Work to complete:
• 1. Reproduce the passage of the card game review from "Murders in the" to "thus stymie-ing them.", copying it character for character.
• 2. Using the card game review, answer these:
(a) In Wyatt Earp, what happens to the reward when an outlaw is not captured?
(b) How many points does the "Ripper Escapes" card score in Jack The Ripper?
(c) Whose story is Murders in the Rue Morgue based on?
• 3. Extend the card game review past its final sentence, writing on in the same voice.

Article:

----

That's it (in a nutshell). Draw, play and discard. Each game has its own twists and quirks which I'll explore in a second. First let me say - I have not played every one of the games in the "series" - there are a couple more out there. That being said, what I'm doing is exploring the games I own, so that is all I'll be speaking on in this post. 

Wyatt Earp

Wyatt Earp was an early entry in the Alea Small Box series of games and is really a fun little game. When players play a meld (the set cards are famous old west outlaws), you increase the reward/bounty on the outlaw. At the end of the hand, if there are enough points played for an outlaw, then the collected reward is distributed for that outlaw. Depending on who contributed points (played cards), the reward may be split between players. Sometimes, the reward goes up, but the outlaw wasn't "captured" (because not enough points played for that outlaw), so the reward carries over to the next hand. The reward money is essentially your points for the game and the first player to a set amount wins. The special cards can increase payouts for an outlaw, block an outlaw from being eligible for capture, help you dig for cards, etc. 

I really like this game best with three players. Players are really fighting to split bounties and block players from a big cash payout. When played two-player, it is pretty easy for one player or the other to make out like a bandit and win the game quickly from one lucky run of cards. With four players, it drags on a little long.

Jack The Ripper

This is the first in the true Mystery Rummy series and one of my favorite in the family of games. It plays well with 2-4 players, though we like it the best of all the series for two players. It also feels like one of the more balanced games in the series. Their are good counters to playing certain cards and it leads to a little bit of holding cards and bluffing once players understand the game.

In this game, the set cards are suspects in your Jack the Ripper case. At the end of the hand, if a suspect has more evidence against them than any other suspect, they are declared the ripper and those cards played are doubled in value. There are special cards that make a suspect ineligible for the doubling of points and other special cards for victims. If all the victim cards are in play, then there is a special "Ripper Escapes" card that can be played immediately, which scores that player a whopping 35 points (1/3 of what is needed to win the game) and then only that card and the couple of points from the played victim cards count for the round. Of course, the victim cards are how the players draw additional cards, so there is a fair incentive to play them, but once you get closer to having them all in play, you want to be careful about the last one. My only complaint with this game? The cards might be the stiffest cards I have ever played with. They are really really hard to shuffle well.

Murders in the Rue Morgue

The second entry in the Mystery Rummy series is based on the story by Edgar Allen Poe. The set cards are clues or scenes from the story and are paired up for scoring purposes. Each time a set is played, a player chooses to bury a card from the draw pile or the top card of the discard pile. These buried cards will go to the player who manages to go out during the first pass through the deck of cards, thus encouraging players to try and play fast. What discourages a player from going out quickly is that the big point scores come from holding both set of the paired sets (having both is a bonus). There is also a card that scores decently if both sets are in play (regardless of who holds the sets). The buried card mechanic also makes it so that you can flush a card from a set that you know your opponent(s) are trying to get, thus stymie-ing them. 

While fun, this entry in the series suffers from a lack of special cards. The special cards mostly boil down to "draw" cards or the bonus cards mentioned before. This simplifies the game play a bit and makes it a hair less interesting. This is good with two or three players, but probably is best with three.

----

Data provided:
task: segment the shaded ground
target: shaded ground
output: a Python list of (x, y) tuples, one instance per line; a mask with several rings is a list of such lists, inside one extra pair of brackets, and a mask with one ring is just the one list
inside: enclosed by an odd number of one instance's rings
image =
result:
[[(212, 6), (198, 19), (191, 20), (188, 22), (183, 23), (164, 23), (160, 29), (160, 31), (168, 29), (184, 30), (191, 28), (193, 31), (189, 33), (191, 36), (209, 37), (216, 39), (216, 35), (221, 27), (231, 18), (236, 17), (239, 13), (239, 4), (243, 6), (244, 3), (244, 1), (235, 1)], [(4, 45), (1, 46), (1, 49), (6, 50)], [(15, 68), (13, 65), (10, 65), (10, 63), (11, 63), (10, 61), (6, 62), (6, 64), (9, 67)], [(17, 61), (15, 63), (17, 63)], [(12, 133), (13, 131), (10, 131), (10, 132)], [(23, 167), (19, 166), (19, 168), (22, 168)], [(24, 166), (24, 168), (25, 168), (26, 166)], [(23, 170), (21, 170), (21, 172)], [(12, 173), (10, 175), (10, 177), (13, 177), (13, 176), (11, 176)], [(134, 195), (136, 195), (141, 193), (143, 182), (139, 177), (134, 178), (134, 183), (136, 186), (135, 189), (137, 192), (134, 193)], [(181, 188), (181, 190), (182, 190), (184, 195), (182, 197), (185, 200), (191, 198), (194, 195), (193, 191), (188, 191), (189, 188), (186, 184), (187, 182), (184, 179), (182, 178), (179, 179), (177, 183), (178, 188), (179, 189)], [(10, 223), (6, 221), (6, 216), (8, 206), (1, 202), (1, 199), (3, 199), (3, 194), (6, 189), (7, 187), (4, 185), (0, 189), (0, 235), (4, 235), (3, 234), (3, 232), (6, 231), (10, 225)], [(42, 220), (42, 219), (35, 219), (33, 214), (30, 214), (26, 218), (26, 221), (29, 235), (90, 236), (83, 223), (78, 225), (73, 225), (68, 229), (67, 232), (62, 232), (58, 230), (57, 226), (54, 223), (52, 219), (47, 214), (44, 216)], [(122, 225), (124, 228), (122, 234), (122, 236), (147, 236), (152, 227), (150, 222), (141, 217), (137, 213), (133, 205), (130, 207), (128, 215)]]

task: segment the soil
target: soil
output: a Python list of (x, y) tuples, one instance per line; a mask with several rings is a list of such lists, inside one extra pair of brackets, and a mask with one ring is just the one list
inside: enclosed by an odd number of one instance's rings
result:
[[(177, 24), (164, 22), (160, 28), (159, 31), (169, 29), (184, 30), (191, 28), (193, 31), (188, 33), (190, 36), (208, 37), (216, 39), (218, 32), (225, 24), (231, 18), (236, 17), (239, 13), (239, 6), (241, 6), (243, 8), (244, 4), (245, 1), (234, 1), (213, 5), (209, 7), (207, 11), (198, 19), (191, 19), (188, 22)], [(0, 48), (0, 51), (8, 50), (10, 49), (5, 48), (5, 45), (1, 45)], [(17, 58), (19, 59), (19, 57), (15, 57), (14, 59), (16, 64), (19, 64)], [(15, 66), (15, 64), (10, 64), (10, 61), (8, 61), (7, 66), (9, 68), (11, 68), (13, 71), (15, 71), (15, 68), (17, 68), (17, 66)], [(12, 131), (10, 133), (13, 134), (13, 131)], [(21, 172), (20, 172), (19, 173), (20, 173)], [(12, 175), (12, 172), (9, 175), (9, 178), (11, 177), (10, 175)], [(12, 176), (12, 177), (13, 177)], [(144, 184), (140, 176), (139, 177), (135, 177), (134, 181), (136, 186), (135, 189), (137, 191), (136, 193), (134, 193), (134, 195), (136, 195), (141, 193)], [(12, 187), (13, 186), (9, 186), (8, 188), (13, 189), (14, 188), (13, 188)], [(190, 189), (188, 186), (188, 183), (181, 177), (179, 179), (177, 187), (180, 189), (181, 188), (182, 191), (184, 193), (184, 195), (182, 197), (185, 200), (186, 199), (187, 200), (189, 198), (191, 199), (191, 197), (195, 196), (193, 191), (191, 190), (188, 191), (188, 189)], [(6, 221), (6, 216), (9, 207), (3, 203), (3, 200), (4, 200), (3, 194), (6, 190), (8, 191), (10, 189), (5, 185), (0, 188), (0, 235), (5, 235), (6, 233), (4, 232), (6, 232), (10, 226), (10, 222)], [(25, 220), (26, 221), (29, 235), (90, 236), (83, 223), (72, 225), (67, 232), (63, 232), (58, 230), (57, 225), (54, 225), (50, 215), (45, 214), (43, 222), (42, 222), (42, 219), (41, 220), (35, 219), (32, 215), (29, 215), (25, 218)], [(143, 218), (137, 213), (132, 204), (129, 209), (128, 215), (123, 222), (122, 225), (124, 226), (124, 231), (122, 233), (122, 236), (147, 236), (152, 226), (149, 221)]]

----

Outputs for the tasks:
• 1.
Murders in the Rue Morgue

The second entry in the Mystery Rummy series is based on the story by Edgar Allen Poe. The set cards are clues or scenes from the story and are paired up for scoring purposes. Each time a set is played, a player chooses to bury a card from the draw pile or the top card of the discard pile. These buried cards will go to the player who manages to go out during the first pass through the deck of cards, thus encouraging players to try and play fast. What discourages a player from going out quickly is that the big point scores come from holding both set of the paired sets (having both is a bonus). There is also a card that scores decently if both sets are in play (regardless of who holds the sets). The buried card mechanic also makes it so that you can flush a card from a set that you know your opponent(s) are trying to get, thus stymie-ing them.

• 2.
(a) It carries over to the next hand.
(b) 35 points.
(c) Edgar Allen Poe's.

• 3.
Jekyll and Hyde 

The third entry in the series is strictly a two-player affair. In this game the sets are split up with some being Jekyll sets and some being Hyde. One or two of the sets go either way. The trick is, you can only lay down a set matching the current "state". The state is defined by a two sided card (one being Jekyll and the other Hyde of course). The special cards mostly revolve around flipping the state back and forth (potion cards) which also gets you extra draw cards. For scoring, you score double for the sets matching the state when someone went out. If you can manage to only place sets of one type and it is the matching one, you shut out your opponent. 

But that's it. Which has (IMO) made this the least interesting version in the series. It is certainly the easiest for a new player to pick up, but honestly, the other games aren't really that hard to learn. Huge thumbs down on this one.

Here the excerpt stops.